──────── TEXTE À LIRE

RDC-Démocratie« Joindre l’efficacité à la popularité : Insécurité, exécutif faible, crise alimentaire, une réforme du CNS s’impose à Fatshi »

Choix de la rédaction

Tribune de Melchisedek Karume « MK »

Alors que le rôle du Conseil National de Sécurité « CNS » place son patron dans la position de l’homme le mieux informé du pays, les observateurs s’inquiètent de l’image d’une RDC, ballotée entre agressions étrangères, mouvements rebelles, terroristes, pillages des ressources, corruption, catastrophes naturelles, violences communautaires, ingérences étrangères qu’elle offre aujourd’hui.

Entre popularité des acteurs politiques au pouvoir et efficacité du Gouvernement, plusieurs observateurs au regard de nos investigations, s’interrogent si la démocratie n’est-elle pas en train de devenir le mal congolais. Au-delà d’un exécutif émanation d’un parlement godillot, le Président de la République est appelé à consolider l’intelligence et l’expérience au sein de ses services pour garder la main dans la matérialisation de ses promesses de campagne.

La sortie officielle de l’Union Sacrée, plate-forme électorale pour la réélection du Président Tshisekedi à un second mandat, a démontré une fois de plus de la popularité du fils du sphynx dans la capitale, où les 80.000 places du stade ont été submergées. Les insuffisances des solutions aux problèmes du pays semblent néanmoins confirmer les craintes d’une franche de la population qui pensent que la démocratie congolaise tue l’efficacité en RDC.

Le gouvernement, émanation de la majorité parlementaire est le fruit des castings opérés par les patrons des partis politiques, motivés souvent par le souci de maintenir leur encrage à la base au péril de l’efficacité dans la conduite de l’Etat. Sans feuille de route réaliste, sans priorités opérationnelles, sans tableaux de bord pour évaluer leurs performances, les ministres viennent et partent du Gouvernement sans une sérieuse évaluation, d’indices de leurs performances et si ces dernières correspondent au deadline d’exécution fixé dans un tableau de bord. Les faibles performances des membres de l’exécutif sont rarement sanctionnées par des élus, plus souvent aux ordres des Chefs des partis politiques.

────────────────

» TÂCHE DEMANDÉE 1
D'après la tribune sur la réforme du CNS, combien de places compte le stade rempli lors de la sortie officielle de l'Union Sacrée ?
» TÂCHE DEMANDÉE 2
Donnez la suite de la tribune sur la réforme du CNS à partir de sa dernière phrase, s'il vous plaît.

──────── EXTRAIT SOURCE

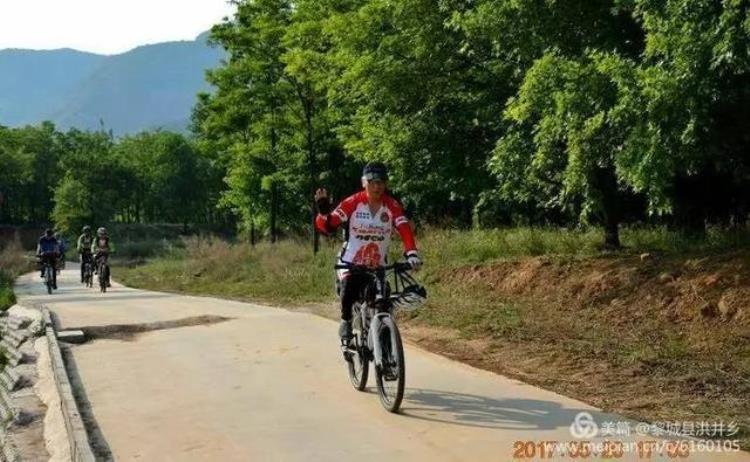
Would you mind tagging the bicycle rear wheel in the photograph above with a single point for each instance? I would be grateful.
(391, 375)
(358, 362)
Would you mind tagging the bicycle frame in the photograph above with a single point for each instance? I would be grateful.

────────────────

» RÉSULTAT FINAL 1
Le stade compte 80 000 places.

» RÉSULTAT FINAL 2
« Notre plus grande erreur, c’est que nous n’avions pas trouvé assez de temps pour transformer et formé nos propres cadres. On n’a pas besoin d’un millier de personnes pour transformer un pays. Non, on a besoin que de 3, 4, 10, 15 personnes avec des convictions, déterminées et résolues. Ai-je ces 15 personnes ? Probablement, 5, 6, 7 mais pas encore 15 » , avait déclaré en avril 2009 le prédécesseur de Félix Tshisekedi dans une interview accordée au journal américain « New-York Times ».

Plusieurs observateurs ont attribué ce déficit aux recruteurs, motivés le plus souvent par des intérêts autres que ceux de l’efficacité de l’action de l’Etat. Une fois nommées, les nouvelles recrues deviennent des vaches à lait des faiseurs des rois ou s’en mettent plein les poches pour financer leur propre ascensions au statut de chef de parti. Au regard de la situation du pays, pas favorable au progrès social et de la vision du peuple d’abord portée par Félix Tshisekedi après 37 ans d’opposition, il ne serait pas hasardeux de dire que le Président de la République regrette la qualité de son personnel politique.

Impuissance de l’Etat, le rôle du Conseil National de sécurité « CNS »

Sans préjudice des missions lui dévolues en vertu de l’article 2 de l’Ordonnance n°86-306 du 24 novembre 1986 qui a créé le Conseil National de sécurité « CNS », cette superstructure veille spécialement, sous l’autorité, du Président de la République, à la centralisation et à l’exploitation efficiente des documents et renseignements émanant des différents services spécialisés ad hoc, en l’occurrence : l’Agence Nationale des renseignements « ANR », les Renseignements Militaires, la Direction Générale des Migrations.

Le « CNS » veille également à la centralisation et à l’exploitation, à l’intention du Président de la République, des informations relatives à la sécurité du pays et émanant des départements et services publics membres du Conseil National de Sécurité ainsi que d’autres services de l’État à vocation de renseignements. Dans ce cadre, le Conseiller Spécial est chargé d’harmoniser les rapports entre les différents services de sécurité et de veiller à leur bonne marche. Les dispositions de l’article 1er du règlement d’ordre intérieur du « CNS » montrent que le Conseiller Spécial du Président Félix Tshisekedi, en matière de sécurité est détenteur des outils nécessaires à l’anticipation des crises ( insécurité dans l’Est, pillage des ressources, violences communautaires au Kwango, dans la Tshopo…) et enjeux d’avenir ( alimentaire, environnemental, énergétique…) et ainsi que ceux des profils d’animateurs réponses.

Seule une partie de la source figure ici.